From the excerpt on Mordecai's tears, reproduce word for word the portion between "Mordecai cried, but, he" and "something about it.", inclusive.

▶ **Excerpt to read**

----

Esther is like the person who sits with another in the face of tragedy but rather than talk about the elephant in the room, talks about the weather or last night’s ball game.
The initial responses of the Israelites around the region and the initial response of Esther -these are so often the two ways we deal with our tears too. We either sit and wallow in our misery, or, we change the subject as quickly as we can and act like this thing has not happened or this grief it is not there.
But, here is where Mordecai becomes so instructive to us as to what we can often do with our tears. Rather than continue to wallow or rather than ignore what has happened while tying to wish it all away, Mordecai ultimately allows his tears to call him to be the first to act. Mordecai allows his tears to be that which beckons him to do something.
I am reminded here of one of the famous quotes of the Holocaust survivor Ellie Wiesel who once said “the opposite of love is not hate, the opposite of love is indifference.”
Love and hate are attitudes and emotions that lead to action. When we love someone, we find ways of expressing it. Unfortunately, when we hate someone or something we also find ways of acting upon that hatred. In this way, love and hate eventually both lead to the same thing – physical response. Indifference, however, is an emotion accompanied by inactivity.
Mordecai cried, but, he did not cry tears of indifference. He did not wallow in his grief. He did not ignore his tears by drying his eyes and thinking happy thoughts. Instead, Mordecai’s tears led to his attempt to address the grief and do something about it.
I have shared the story before about going to the hospital at Thanksgiving during our years in the Atlanta suburbs to visit a family whose loved one was close to death. When I arrived, my friends and every other family in that waiting room as well as doctors and nurses were sharing in a gourmet meal. As they invited me to make a plate and join them, I naturally asked where the food had come from. After all, it was such an odd sight in a hospital waiting area.
It was then that I learned that a family years before, just like all of the families in that waiting room on that day, had found themselves in that same place at Thanksgiving. They too were grieving. They were grieving for a dying member of their family. And, they were grieving over having to be in the hospital on a holiday rather than at home, around their table, experiencing happy things on a special day.

----

▶ **Stored data**
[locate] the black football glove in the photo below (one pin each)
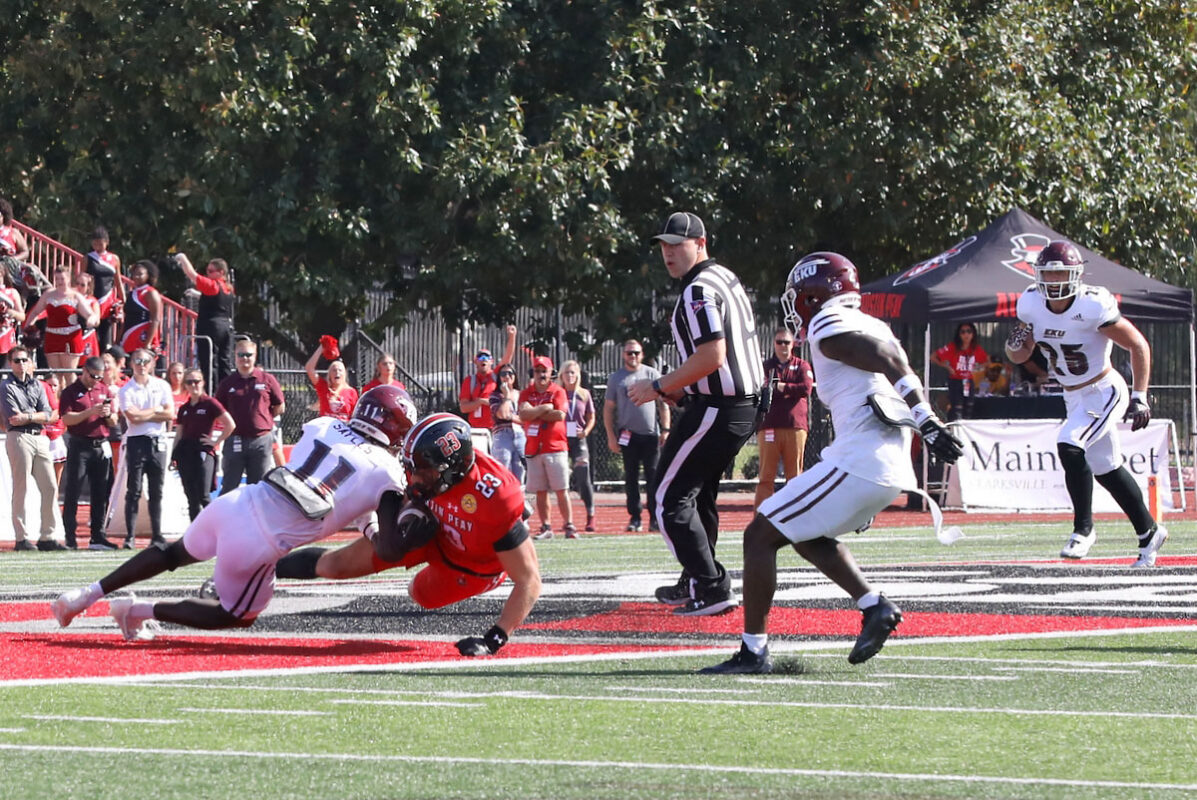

----

▶ **Response to the exercise**
Mordecai cried, but, he did not cry tears of indifference. He did not wallow in his grief. He did not ignore his tears by drying his eyes and thinking happy thoughts. Instead, Mordecai’s tears led to his attempt to address the grief and do something about it.